Segment Start: Passage shown

Department of Awful Statistics: How Much of the Government's Revenue Goes to a Few Programs?
I was intrigued by this line in the Washington Post story on the budget commission:
"Bowles said that unlike the current economic crisis, which was largely unforeseen before it hit in fall 2008, the coming fiscal calamity is staring the country in the face. "This one is as clear as a bell," he said. "This debt is like a cancer."The commission leaders said that, at present, federal revenue is fully consumed by three programs: Social Security, Medicare and Medicaid. "The rest of the federal government, including fighting two wars, homeland security, education, art, culture, you name it, veterans -- the whole rest of the discretionary budget is being financed by China and other countries," Simpson said.
I am intrigued because as far as I know, it isn't true. It isn't true according to the CBO's YTD revenue estimates, which place revenues at around $1.5 trillion and outlays on those programs at about $850 billion. It also isn't true according to their annual estimates, where those three programs absorb about 10.5% of GDP, while revenues are around 15% of GDP. Even in these deficit-laden times, it isn't even sort-of true; at best, they're off by a third. It might be true for some given month, for all I know, but that would only be because taxes tend to come in unevenly (big spikes on April 15th, as well as the three periods when Quarterly Estimateds are due), and some spending is also done in fits and spurts. It's a transient effect which shouldn't interest anyone except the Treasury's debt planners.
Eventually, it will be true, but not any time soon. I don't know who got this mangled, the reporter or the heads of the budget commission. But I sure hope it's the former, because if it's the latter . . . well, we're in even bigger trouble than I thought.

Segment End: Passage shown

__What to do__:
[1] According to the post, what total revenue do the CBO's YTD estimates show?
[2] Duplicate the post's text between "I am intrigued" and "Treasury's debt planners.", inclusive.
The rows are separate material and have no connection to the post.

Segment Start: Dataset content

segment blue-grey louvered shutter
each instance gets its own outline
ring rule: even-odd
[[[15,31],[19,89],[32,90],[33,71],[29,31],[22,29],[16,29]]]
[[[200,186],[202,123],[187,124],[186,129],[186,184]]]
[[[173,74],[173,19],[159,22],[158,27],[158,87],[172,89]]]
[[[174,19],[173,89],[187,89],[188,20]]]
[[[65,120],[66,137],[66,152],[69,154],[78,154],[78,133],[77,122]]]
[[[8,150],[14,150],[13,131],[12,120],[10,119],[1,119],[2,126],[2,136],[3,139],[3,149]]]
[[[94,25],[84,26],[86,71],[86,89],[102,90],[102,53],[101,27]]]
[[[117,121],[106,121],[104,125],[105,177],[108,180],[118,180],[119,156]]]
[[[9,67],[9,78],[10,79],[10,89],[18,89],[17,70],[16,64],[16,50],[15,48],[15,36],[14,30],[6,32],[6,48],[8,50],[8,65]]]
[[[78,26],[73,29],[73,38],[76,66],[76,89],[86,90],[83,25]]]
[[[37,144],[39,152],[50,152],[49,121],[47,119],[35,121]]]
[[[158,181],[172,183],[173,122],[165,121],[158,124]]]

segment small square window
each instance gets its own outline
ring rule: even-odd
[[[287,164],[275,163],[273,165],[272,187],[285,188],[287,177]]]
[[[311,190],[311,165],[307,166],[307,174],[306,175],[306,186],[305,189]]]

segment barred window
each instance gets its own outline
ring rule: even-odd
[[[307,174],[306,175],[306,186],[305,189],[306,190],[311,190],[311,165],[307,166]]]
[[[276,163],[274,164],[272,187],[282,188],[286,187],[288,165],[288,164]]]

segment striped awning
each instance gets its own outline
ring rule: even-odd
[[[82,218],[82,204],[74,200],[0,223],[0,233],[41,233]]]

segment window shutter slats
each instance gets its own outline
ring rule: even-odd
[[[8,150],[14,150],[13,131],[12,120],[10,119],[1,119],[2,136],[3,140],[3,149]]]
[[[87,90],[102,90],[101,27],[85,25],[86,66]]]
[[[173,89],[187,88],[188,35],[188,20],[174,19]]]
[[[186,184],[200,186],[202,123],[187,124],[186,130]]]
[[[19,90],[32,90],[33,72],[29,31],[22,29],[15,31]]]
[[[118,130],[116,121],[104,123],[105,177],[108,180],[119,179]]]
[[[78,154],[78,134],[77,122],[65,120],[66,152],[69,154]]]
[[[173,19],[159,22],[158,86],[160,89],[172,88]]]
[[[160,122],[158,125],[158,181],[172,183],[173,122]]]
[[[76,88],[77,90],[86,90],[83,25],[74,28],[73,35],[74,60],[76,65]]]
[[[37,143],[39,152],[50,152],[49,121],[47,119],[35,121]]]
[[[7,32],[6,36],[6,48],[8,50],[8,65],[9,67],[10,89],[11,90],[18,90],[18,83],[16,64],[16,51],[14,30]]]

Segment End: Dataset content

__Answers to this exercise__:
[1] Around $1.5 trillion.

[2]
I am intrigued because as far as I know, it isn't true. It isn't true according to the CBO's YTD revenue estimates, which place revenues at around $1.5 trillion and outlays on those programs at about $850 billion. It also isn't true according to their annual estimates, where those three programs absorb about 10.5% of GDP, while revenues are around 15% of GDP. Even in these deficit-laden times, it isn't even sort-of true; at best, they're off by a third. It might be true for some given month, for all I know, but that would only be because taxes tend to come in unevenly (big spikes on April 15th, as well as the three periods when Quarterly Estimateds are due), and some spending is also done in fits and spurts. It's a transient effect which shouldn't interest anyone except the Treasury's debt planners.